Prompt
Search the material below for the string "leaf" and extract each line that has it.

Data excerpts
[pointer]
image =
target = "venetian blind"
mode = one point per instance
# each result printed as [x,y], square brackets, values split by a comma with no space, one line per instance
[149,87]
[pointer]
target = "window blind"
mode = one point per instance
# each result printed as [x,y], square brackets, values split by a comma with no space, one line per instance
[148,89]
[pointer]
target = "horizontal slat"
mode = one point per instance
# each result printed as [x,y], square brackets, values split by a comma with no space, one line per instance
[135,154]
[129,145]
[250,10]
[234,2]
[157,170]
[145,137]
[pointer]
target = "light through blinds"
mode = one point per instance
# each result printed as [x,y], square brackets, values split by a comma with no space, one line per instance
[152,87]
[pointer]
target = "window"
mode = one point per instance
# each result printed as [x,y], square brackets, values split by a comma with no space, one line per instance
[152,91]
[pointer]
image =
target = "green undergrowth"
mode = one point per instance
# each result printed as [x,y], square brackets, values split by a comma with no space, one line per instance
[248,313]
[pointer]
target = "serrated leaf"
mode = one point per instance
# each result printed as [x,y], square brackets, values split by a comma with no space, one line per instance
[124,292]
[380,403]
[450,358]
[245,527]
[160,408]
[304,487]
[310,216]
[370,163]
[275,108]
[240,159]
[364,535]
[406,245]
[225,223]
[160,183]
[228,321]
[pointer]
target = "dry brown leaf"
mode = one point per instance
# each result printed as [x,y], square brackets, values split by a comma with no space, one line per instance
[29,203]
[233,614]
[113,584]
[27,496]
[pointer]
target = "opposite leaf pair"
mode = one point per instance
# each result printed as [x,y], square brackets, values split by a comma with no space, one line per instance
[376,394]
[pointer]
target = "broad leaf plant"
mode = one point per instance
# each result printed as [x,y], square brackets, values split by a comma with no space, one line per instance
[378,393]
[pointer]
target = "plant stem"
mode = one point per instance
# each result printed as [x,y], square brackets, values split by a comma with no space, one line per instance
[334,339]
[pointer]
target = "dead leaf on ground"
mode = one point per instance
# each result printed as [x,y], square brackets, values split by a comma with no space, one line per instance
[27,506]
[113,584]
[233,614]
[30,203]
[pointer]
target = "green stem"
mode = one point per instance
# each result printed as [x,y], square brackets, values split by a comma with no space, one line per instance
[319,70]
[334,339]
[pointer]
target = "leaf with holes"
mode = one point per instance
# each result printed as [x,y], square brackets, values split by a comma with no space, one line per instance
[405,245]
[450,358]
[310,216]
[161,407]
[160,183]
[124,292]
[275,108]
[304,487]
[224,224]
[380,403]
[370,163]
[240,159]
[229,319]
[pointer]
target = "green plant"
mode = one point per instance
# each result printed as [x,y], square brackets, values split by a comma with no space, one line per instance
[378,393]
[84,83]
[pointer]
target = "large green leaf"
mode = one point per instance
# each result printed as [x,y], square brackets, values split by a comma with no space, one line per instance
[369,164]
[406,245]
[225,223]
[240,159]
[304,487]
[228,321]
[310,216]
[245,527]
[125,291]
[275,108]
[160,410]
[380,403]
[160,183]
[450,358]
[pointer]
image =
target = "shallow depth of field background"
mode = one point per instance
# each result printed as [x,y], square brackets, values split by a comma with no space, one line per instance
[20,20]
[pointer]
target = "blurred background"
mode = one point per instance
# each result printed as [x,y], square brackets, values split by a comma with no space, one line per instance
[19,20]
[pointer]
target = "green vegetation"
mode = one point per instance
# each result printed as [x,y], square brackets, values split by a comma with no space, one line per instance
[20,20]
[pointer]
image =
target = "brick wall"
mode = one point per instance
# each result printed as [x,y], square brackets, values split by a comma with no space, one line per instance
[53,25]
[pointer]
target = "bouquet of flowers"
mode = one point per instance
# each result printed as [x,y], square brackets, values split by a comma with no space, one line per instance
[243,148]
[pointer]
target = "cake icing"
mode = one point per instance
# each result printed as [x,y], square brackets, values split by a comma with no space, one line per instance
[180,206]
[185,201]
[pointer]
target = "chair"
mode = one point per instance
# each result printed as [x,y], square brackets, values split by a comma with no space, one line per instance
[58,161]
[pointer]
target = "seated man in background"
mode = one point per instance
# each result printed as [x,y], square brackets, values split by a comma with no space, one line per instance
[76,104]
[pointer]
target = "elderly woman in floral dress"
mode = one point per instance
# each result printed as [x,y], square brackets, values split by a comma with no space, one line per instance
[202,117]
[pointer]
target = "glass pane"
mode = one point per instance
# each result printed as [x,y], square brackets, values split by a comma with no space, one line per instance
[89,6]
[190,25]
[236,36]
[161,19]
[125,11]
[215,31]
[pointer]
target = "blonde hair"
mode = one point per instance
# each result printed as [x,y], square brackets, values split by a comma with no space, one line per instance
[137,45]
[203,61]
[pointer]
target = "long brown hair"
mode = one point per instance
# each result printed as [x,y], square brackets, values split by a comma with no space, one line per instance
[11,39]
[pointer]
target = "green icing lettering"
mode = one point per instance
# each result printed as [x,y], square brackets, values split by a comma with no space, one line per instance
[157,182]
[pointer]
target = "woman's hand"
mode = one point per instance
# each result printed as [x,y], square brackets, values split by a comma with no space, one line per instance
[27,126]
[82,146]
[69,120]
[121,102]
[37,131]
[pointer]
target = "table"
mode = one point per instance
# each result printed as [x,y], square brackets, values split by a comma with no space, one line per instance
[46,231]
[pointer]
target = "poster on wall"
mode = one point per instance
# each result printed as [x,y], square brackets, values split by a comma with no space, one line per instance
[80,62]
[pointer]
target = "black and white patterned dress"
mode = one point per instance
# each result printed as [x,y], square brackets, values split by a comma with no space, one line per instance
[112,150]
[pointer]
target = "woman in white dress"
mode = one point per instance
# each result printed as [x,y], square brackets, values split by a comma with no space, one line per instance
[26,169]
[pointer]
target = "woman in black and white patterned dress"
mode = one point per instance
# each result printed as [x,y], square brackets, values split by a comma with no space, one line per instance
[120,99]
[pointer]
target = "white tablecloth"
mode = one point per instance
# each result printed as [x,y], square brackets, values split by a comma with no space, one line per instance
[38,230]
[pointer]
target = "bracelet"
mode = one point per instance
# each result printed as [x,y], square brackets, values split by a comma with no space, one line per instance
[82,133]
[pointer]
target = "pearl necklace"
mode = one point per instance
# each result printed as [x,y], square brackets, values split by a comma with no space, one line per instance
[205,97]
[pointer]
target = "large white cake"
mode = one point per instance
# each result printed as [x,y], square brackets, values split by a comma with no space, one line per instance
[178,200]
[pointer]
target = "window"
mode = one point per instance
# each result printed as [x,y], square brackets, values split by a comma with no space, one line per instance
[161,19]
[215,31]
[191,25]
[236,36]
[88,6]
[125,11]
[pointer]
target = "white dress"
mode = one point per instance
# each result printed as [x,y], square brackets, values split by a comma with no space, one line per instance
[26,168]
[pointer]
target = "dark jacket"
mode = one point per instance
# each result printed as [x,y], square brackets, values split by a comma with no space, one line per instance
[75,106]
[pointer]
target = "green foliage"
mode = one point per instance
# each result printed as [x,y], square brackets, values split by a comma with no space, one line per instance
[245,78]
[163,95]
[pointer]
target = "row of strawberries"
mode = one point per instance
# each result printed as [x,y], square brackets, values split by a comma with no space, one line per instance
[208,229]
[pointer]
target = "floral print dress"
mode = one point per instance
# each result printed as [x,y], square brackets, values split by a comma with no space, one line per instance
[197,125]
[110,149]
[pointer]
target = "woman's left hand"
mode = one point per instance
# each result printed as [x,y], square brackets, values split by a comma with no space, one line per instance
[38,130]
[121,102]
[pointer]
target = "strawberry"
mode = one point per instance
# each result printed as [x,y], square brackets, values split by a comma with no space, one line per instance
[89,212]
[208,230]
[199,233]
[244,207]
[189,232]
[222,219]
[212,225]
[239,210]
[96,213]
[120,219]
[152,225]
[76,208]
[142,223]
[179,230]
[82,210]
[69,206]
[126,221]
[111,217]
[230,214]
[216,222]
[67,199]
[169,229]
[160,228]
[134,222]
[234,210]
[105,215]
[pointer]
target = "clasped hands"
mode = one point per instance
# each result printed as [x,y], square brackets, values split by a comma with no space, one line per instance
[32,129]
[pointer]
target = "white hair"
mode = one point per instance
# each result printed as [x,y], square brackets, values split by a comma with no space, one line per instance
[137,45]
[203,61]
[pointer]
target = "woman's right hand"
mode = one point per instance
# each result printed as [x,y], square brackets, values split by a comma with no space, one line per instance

Your response
target = "serrated leaf"
target = "dry brown leaf"
target = "opposite leaf pair"
target = "broad leaf plant"
target = "dead leaf on ground"
target = "leaf with holes"
target = "large green leaf"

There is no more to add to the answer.